▸ About this exercise: Without the pictures, output the records below word for word.

▸ Source records:
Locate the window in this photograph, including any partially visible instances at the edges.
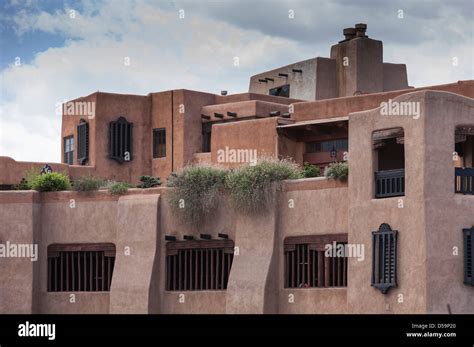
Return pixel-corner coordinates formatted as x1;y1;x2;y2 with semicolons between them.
108;117;133;164
269;84;290;98
77;120;89;165
306;139;348;153
63;136;74;165
373;128;405;198
464;226;473;286
202;123;212;153
47;243;116;292
371;223;397;294
153;128;166;158
284;234;348;288
454;126;474;195
166;239;234;291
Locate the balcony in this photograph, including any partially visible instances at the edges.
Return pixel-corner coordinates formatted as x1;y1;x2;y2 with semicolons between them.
455;167;474;195
374;169;405;198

▸ Solution:
Locate the window in this photograph, including any partially visible instances at the edges.
Return pixel-corner coordinates formatted as x1;y1;x2;y2 with semicolons between them.
108;117;133;164
269;84;290;98
77;120;89;165
306;139;348;153
63;136;74;165
373;128;405;198
464;226;473;286
202;123;212;153
47;243;116;292
371;223;397;294
153;128;166;158
284;234;348;288
454;126;474;195
166;239;234;291
Locate the balcony in this photograph, including any partially visible instances at the edges.
Return pixel-corner coordinates formatted as x1;y1;x2;y2 with semicolons between them.
455;167;474;195
374;169;405;198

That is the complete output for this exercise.